Texte à examiner:
◆ ◆ ◆ ◆
"Dans la confusion de notre époque quand une centaine de voix contradictoires prétend parler au nom de l'Orthodoxie, il est essentiel de savoir à qui l'on peut faire confiance. Il ne suffit pas de prétendre parler au nom de l'Orthodoxie patristique, il faut être dans la pure tradition des saints Pères ... "
Père Seraphim (Rose) de bienheureuse mémoire

vendredi 3 août 2018

Interview de la Grande Duchesse Elisabeth Féodorovna avant son martyre (4)

Mrs Rheta Childe Dorr 
*
Ste Elisabeth Féodorovna


L'intérêt de la Grande Duchesse pour le monde extérieur est obvie. Elle m'a demandé avec empressement de lui dire comment les choses allaient à Petrograd, et son visage a été attristé quand je lui ai raconté les événements séditieux et sanglants dont j'avais été témoin pendant les jours de la Révolution de Juillet, à peine révolue. 

"Les temps sont très mauvais pour nous à cette heure, dit-elle, mais ils vont bientôt s'améliorer, j'en suis sûre. Les Russes sont bons et gentils de cœur, mais ce sont surtout des enfants - de grands enfants, ignorants et impulsifs. S'ils peuvent trouver de bons dirigeants, et s'ils se rendent compte qu'ils doivent obéir à leurs dirigeants, ils sortiront de ce terrible chaos et construiront une Russie nouvelle et forte. Avez-vous vu Kerensky, et que pensez-vous de lui ?"

J'ai répondu assez prudemment. Comme tout le monde, j'espérais toujours que Kerensky réussirait à remettre son géant libéré dans sa bouteille, et je ne voulais pas ébranler la confiance en lui de quiconque, même au point d'exprimer un doute. Kerensky, lui ai-je dit, était très admiré et apprécié, et j'espérais qu'il pourrait prouver que la Russie avait besoin d'un leader fort dans ses problèmes.
"Je l'espère", répondit la dernière des Romanov, "Je prie pour lui tous les jours."
◆ ◆ ◆ ◆
Consignes:
1. Dans l'entretien, pour qui la Grande Duchesse dit-elle prier tous les jours ?
2. Recopiez le passage de l'entretien qui s'ouvre sur les mots contenant "Interview de la" et se ferme sur "à peine révolue.".
3. Indiquez si chacune des affirmations suivantes concorde avec l'entretien, par oui ou par non, en citant les mots décisifs du texte.
(a) La personne qui mène l'entretien a été témoin d'événements sanglants pendant la Révolution de Juillet.
(b) La Grande Duchesse pense que les temps mauvais vont durer longtemps.
(c) La Grande Duchesse décrit les Russes comme ignorants et impulsifs.
◆ ◆ ◆ ◆
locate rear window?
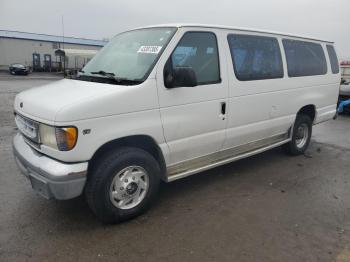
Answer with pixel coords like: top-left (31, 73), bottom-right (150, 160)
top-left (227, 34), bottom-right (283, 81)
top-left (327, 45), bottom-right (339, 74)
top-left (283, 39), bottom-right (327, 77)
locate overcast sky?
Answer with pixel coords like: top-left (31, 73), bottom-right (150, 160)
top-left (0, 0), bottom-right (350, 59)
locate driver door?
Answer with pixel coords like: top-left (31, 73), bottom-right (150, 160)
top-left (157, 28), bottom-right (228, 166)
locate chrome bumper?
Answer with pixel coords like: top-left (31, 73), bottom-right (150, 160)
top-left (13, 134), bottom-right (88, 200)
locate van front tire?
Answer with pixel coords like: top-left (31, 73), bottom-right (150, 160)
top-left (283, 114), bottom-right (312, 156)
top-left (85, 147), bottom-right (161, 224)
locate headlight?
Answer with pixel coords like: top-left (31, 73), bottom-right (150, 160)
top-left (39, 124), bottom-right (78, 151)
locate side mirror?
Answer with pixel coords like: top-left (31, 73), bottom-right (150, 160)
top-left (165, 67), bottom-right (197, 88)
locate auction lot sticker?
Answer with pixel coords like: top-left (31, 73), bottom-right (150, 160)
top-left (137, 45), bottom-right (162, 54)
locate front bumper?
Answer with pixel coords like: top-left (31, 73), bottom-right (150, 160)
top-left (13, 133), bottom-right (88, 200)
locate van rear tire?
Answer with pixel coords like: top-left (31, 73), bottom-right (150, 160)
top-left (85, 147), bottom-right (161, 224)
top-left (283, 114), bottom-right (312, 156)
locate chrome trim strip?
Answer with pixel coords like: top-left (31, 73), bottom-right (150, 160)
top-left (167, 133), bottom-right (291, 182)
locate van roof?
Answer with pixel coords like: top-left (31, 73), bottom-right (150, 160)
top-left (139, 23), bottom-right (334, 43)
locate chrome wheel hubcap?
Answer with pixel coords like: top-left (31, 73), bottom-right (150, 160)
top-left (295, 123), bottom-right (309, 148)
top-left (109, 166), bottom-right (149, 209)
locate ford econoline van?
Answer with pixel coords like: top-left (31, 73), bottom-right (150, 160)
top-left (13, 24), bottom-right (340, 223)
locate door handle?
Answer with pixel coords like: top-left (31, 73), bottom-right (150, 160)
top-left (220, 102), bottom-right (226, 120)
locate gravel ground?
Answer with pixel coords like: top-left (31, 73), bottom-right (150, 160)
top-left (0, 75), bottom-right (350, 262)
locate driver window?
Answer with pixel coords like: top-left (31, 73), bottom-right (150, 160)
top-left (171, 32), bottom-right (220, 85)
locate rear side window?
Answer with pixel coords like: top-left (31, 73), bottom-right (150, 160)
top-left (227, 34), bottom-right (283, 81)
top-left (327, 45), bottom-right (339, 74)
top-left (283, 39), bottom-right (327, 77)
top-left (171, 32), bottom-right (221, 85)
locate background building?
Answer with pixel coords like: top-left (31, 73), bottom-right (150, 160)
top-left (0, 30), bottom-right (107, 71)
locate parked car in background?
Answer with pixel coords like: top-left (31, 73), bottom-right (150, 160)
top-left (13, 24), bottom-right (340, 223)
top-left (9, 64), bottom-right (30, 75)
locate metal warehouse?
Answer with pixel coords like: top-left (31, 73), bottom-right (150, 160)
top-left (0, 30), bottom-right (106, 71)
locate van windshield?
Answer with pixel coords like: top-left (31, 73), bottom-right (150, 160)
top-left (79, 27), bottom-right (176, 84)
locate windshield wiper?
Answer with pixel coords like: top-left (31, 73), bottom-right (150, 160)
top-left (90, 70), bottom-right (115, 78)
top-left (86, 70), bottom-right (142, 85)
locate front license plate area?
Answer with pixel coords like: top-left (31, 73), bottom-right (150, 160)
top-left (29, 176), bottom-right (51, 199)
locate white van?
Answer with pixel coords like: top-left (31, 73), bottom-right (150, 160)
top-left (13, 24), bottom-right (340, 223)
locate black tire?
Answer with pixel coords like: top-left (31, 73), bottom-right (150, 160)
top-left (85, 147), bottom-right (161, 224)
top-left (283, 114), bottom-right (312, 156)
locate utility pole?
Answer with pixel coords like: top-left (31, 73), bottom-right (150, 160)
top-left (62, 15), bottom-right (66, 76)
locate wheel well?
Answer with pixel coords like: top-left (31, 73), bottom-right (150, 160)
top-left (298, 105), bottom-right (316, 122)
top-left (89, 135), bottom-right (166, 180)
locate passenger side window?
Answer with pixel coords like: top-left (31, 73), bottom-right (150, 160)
◆ ◆ ◆ ◆
Réponses:
1. Pour Kerensky.

2.
Interview de la Grande Duchesse Elisabeth Féodorovna avant son martyre (4)

Mrs Rheta Childe Dorr 
*
Ste Elisabeth Féodorovna


L'intérêt de la Grande Duchesse pour le monde extérieur est obvie. Elle m'a demandé avec empressement de lui dire comment les choses allaient à Petrograd, et son visage a été attristé quand je lui ai raconté les événements séditieux et sanglants dont j'avais été témoin pendant les jours de la Révolution de Juillet, à peine révolue.

3.
(a) Oui : « les événements séditieux et sanglants dont j'avais été témoin pendant les jours de la Révolution de Juillet »
(b) Non : « mais ils vont bientôt s'améliorer, j'en suis sûre »
(c) Oui : « de grands enfants, ignorants et impulsifs »